**Source passage**
[Start]

Re: Extremely Slow Cascade Delete Operation

From: Yan Cheng Cheok <yccheok(at)yahoo(dot)com>
To: Craig Ringer <craig(at)postnewspapers(dot)com(dot)au>
Cc: Grzegorz Jaśkiewicz <gryzman(at)gmail(dot)com>, pgsql-general(at)postgresql(dot)org
Subject: Re: Extremely Slow Cascade Delete Operation
Date: 2010-01-22 06:16:06
Message-ID: 162102.5849.qm@web65708.mail.ac4.yahoo.com
Views: Raw Message | Whole Thread | Download mbox | Resend email
Thread:
Lists: pgsql-general

Hi Craig Ringer,

Really appreciate a lot for your advice! This at least has cleared my doubt, which had been confused me for quite some time.

[End]

**Given information**
[Start]

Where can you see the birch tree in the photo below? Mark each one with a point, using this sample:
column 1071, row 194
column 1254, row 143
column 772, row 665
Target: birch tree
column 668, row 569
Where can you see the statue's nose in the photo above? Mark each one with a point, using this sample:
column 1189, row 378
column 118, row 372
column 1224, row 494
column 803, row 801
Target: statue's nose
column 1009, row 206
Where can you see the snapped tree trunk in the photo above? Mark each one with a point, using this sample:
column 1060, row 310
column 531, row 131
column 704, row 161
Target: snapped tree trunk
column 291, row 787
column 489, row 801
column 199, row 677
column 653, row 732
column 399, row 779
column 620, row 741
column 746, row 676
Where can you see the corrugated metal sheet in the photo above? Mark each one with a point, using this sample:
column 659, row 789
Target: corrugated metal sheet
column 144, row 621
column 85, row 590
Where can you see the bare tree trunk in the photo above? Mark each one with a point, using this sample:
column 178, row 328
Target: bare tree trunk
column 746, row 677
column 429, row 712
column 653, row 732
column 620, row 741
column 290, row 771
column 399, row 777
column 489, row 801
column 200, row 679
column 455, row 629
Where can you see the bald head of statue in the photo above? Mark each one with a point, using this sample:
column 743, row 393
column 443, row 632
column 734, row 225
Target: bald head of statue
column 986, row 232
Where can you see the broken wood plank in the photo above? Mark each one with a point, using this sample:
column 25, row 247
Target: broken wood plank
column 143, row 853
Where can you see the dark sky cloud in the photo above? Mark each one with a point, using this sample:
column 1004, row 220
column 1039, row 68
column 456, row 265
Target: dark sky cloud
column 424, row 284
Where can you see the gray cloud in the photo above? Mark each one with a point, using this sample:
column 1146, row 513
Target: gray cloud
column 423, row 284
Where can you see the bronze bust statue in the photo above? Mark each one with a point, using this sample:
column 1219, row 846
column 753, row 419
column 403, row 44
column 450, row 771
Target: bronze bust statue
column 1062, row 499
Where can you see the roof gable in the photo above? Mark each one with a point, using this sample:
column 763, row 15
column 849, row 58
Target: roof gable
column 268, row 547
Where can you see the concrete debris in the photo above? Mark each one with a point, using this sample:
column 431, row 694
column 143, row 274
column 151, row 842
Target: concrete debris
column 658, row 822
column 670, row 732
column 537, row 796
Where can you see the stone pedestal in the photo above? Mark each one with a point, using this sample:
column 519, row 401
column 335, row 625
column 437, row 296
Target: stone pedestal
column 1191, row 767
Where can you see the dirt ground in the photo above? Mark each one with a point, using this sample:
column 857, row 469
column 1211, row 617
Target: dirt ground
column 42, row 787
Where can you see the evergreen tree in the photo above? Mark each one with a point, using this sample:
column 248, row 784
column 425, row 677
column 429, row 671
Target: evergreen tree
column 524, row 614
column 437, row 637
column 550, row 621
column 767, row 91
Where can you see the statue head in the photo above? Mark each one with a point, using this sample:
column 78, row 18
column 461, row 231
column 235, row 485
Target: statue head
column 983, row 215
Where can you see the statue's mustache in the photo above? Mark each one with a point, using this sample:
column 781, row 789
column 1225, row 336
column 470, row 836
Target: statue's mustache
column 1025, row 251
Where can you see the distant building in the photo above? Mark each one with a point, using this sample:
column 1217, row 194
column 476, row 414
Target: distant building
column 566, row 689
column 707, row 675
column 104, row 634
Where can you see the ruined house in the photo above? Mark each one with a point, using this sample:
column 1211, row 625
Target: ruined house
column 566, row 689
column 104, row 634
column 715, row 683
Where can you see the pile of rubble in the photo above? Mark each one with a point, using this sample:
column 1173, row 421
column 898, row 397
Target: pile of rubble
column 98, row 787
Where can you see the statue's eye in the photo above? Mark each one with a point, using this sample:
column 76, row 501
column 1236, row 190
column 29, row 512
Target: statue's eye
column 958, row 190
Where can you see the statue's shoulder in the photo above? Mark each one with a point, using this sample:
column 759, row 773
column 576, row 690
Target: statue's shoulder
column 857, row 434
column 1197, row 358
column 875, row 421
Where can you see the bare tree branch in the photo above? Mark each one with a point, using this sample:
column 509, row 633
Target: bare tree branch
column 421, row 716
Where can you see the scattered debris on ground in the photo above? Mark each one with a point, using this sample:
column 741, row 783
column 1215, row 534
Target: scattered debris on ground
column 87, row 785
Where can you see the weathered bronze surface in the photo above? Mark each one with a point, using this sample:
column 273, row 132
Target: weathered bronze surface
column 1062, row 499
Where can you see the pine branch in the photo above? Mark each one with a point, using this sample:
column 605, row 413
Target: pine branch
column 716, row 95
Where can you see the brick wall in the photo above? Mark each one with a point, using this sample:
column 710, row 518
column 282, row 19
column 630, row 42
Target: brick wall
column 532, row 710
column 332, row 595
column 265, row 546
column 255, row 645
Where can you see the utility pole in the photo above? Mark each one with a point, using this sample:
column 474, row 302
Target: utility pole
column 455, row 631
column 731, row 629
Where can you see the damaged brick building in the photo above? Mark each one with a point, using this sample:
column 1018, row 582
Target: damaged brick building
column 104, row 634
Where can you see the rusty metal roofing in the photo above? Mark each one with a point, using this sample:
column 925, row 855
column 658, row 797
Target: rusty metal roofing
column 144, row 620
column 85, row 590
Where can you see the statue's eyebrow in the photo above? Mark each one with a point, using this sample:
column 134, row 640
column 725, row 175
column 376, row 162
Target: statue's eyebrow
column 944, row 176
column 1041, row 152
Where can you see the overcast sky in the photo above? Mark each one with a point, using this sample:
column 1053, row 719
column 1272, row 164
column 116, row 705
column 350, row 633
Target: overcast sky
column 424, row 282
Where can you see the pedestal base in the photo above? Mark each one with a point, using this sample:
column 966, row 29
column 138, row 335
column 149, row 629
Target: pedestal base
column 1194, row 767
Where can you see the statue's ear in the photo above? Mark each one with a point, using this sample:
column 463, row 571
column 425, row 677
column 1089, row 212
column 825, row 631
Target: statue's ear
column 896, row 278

[End]

**Exercise**
Repeat, word for word, the part of the cascade delete email reply between "From: Yan Cheng" and "quite some time.", inclusive.

**Answer to the problem**
From: Yan Cheng Cheok <yccheok(at)yahoo(dot)com>
To: Craig Ringer <craig(at)postnewspapers(dot)com(dot)au>
Cc: Grzegorz Jaśkiewicz <gryzman(at)gmail(dot)com>, pgsql-general(at)postgresql(dot)org
Subject: Re: Extremely Slow Cascade Delete Operation
Date: 2010-01-22 06:16:06
Message-ID: 162102.5849.qm@web65708.mail.ac4.yahoo.com
Views: Raw Message | Whole Thread | Download mbox | Resend email
Thread:
Lists: pgsql-general

Hi Craig Ringer,

Really appreciate a lot for your advice! This at least has cleared my doubt, which had been confused me for quite some time.